### Что сделать
1: Выпишите из текста о Михаиле Митрасе отрывок без изменений: начните со слов «Далее, чтобы дополнить» и остановитесь после слов «продлившиеся многие десятилетия.».
2: Напишите, что идёт дальше в тексте о Михаиле Митрасе, начиная сразу после его последнего предложения.

----- Фрагмент документа -----

Михаил Митрас. Литература на стенах: эссе, визуальные работы и интервью (перевод с греческого и предисловие Павла Заруцкого)

МИХАИЛ МИТРАС: ПОПЫТКА ПРЕДИСЛОВИЯ

 

Михаила (Михалиса) Митраса (1944-2019) можно охарактеризовать как одного из наиболее радикальных экспериментаторов и смелых мечтателей новогреческой литературы. Автор дебютировал во времена заката режима «чёрных полковников» в 1972 году, самостоятельно издав «Фантастическую новеллу» – небольшой рассказ, в котором прозаическая зарисовка сперва украдкой демонстрировала читателю формальные признаки собственной неустойчивости и распада, а потом разрушалась на языковом уровне, манифестируя несостоятельность литературных клише и конвенциональных форм. Следующая его работа – сборник визуальной поэзии «Алиби о-писания» (1976) – продолжала заданную тенденцию и сопровождалась утопическим комментарием, в котором Митрас представлял современный мегаполис как тотальный поэтический массив, который нуждается не столько в авторе-демиурге, сколько в современном читателе, способном к сотворчеству и видению поэзии в проявлениях повседневности. За свой долгий литературный путь (последняя книга вышла в 2008 году) Митрас отметился рядом прозаических и поэтических работ, близких как теоретически, так и практически, к конкретистам и поэтам языковой школы. В 1980-е он пришёл к концепции «поэзии на стенах» – минималистичным визуальным работам, которые отражали стремление вырвать слова из бытового контекста и вернуть им поэтический статус, и которые пересекались с идеями русских будетлян в их внимании к почерку и влиянию рукописного слова на восприятие поэтического текста. Несмотря на обособленный статус и крайне индивидуальный стиль, Митраса нельзя назвать маргиналом – он состоял в союзе писателей, и именно он был инициатором того, что в Греции с 1998 года ежегодно отмечают 21 марта как международный день поэзии.

Далее, чтобы дополнить портрет, я переключусь с попытки объективной оценки места Митраса в новогреческой литературе на собственный (несостоявшийся) опыт взаимодействия с ним, благодаря которому он видится мне исключительно трагическим персонажем. В своих поздних теоретических текстах Митрас неоднократно выражал презрение к «беспрецедентному шквалу информации», порождаемому СМИ и Интернетом, от которого он стремился максимально дистанцироваться. Поэт жил в своей квартире в центре Афин, имея в качестве средств коммуникации только стационарный телефон и домашний почтовый ящик. В 2017 году он потерял любовь своей жизни – Наташу Хадзидаки, в 1970-80-е авторку знаковых феминистских стихов и романов-коллажей, с которой у них были бурные и противоречивые отношения, продлившиеся многие десятилетия.

----- Показанные строки -----

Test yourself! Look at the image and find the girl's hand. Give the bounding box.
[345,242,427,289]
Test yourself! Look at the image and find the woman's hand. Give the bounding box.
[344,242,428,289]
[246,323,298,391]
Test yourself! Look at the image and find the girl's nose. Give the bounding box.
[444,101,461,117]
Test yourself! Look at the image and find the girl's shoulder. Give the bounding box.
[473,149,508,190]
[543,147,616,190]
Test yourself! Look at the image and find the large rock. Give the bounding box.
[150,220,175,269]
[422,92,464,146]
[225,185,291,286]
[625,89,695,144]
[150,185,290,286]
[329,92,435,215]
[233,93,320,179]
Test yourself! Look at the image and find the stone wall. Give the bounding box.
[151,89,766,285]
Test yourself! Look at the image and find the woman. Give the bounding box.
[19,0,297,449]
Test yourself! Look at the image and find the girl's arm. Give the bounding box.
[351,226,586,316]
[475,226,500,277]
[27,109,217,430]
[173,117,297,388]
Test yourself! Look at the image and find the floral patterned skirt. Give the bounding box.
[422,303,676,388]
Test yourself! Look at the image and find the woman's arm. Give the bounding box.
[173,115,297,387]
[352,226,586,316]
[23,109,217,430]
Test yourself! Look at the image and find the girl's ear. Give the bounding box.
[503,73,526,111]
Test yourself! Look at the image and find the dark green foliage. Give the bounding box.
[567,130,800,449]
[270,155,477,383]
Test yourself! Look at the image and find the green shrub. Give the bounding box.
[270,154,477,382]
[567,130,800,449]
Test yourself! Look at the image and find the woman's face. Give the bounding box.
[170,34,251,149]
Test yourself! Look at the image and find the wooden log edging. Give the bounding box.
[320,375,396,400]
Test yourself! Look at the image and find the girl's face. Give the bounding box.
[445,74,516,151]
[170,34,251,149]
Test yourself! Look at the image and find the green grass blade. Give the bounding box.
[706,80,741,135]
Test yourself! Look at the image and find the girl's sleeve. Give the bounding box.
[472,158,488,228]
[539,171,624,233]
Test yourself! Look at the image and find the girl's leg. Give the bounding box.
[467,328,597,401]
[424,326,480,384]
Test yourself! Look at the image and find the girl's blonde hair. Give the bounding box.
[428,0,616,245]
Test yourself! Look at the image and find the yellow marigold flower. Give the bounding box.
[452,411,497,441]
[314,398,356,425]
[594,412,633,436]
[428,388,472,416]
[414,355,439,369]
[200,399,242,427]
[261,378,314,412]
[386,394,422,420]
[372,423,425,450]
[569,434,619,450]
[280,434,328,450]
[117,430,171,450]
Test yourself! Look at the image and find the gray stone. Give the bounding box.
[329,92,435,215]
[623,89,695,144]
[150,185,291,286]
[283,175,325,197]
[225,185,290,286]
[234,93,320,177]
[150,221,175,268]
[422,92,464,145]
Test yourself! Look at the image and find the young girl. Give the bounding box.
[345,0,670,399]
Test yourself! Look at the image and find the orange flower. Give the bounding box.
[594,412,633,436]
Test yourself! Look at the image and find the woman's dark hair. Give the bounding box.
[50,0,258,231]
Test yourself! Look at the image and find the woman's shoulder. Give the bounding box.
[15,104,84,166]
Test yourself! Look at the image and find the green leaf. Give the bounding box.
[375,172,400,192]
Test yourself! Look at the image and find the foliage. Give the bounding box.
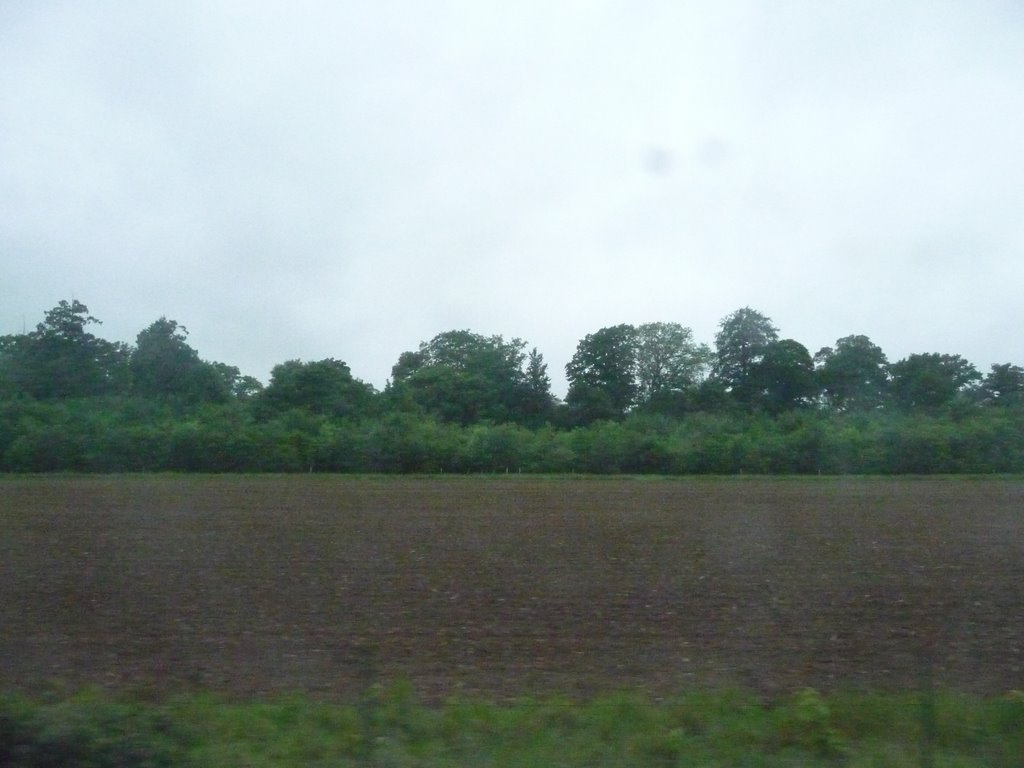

-----

### Результаты заданий
1:
Далее, чтобы дополнить портрет, я переключусь с попытки объективной оценки места Митраса в новогреческой литературе на собственный (несостоявшийся) опыт взаимодействия с ним, благодаря которому он видится мне исключительно трагическим персонажем. В своих поздних теоретических текстах Митрас неоднократно выражал презрение к «беспрецедентному шквалу информации», порождаемому СМИ и Интернетом, от которого он стремился максимально дистанцироваться. Поэт жил в своей квартире в центре Афин, имея в качестве средств коммуникации только стационарный телефон и домашний почтовый ящик. В 2017 году он потерял любовь своей жизни – Наташу Хадзидаки, в 1970-80-е авторку знаковых феминистских стихов и романов-коллажей, с которой у них были бурные и противоречивые отношения, продлившиеся многие десятилетия.

2:
Я написал Митрасу письмо в 2016 году, когда был начинающим переводчиком и исследователем новогреческой поэзии. В качестве подарка, я приложил к письму один из репринтов Игоря Терентьева из собственной библиотеки. Когда я увидел, что моя посылка так и лежит в афинском почтовом отделении, я позвонил Митрасу, и услышал грубый ответ «я не обсуждаю то, что я пишу», после которого он бросил трубку. Год спустя я случайно встретил его издателя, и когда спросил, что мне делать, если я хочу издавать его в подборках своих переводов, то получил ответ, что «Михалис находится в чудовищном ментальном и физическом состоянии», так что не стоит с ним связываться, и я могу издавать что угодно, только пусть копия издания попадёт в издательство.

В конце 2018 года Митрас впал в амнезию, а где-то спустя полгода, в марте 2019-го, его не стало. Думая о его истории, я вспоминал одно из его стихотворений:

 

   ТЕМА ВРЕМЕНИ

 

   в                                                  воспоминание

   во                                              воспоминани  

   вос                                          воспоминан

   воспо                                     воспомина

   воспом                                 воспомин

   воспоми                             воспоми

   воспомин                         воспом

   воспомина                     воспо

   воспоминан                 восп

   воспоминани             вос

   воспоминание             во

   воспоминани                 в

   воспоминан                 во

   воспомина                     вос

   воспомин                         восп

   воспоми                               воспо

   воспом                                   воспом

   воспо                                        воспоми

   восп                                             воспомин

   вос                                                 воспомина

   во                                                     воспоминан

   в                                                          воспоминани

                                                                воспоминание

 

Подобно романтическому поэту, Митрас «исполнил» собственный текст и оставил себя воспоминанием другим людям. Некоторое время спустя со мной связалась художница Лина Роману – жена брата Митраса Костаса Роману, которая нашла моё письмо, разбирая его архивы. Все эти годы я был уверен, что оно так и оставалось непрочитанным.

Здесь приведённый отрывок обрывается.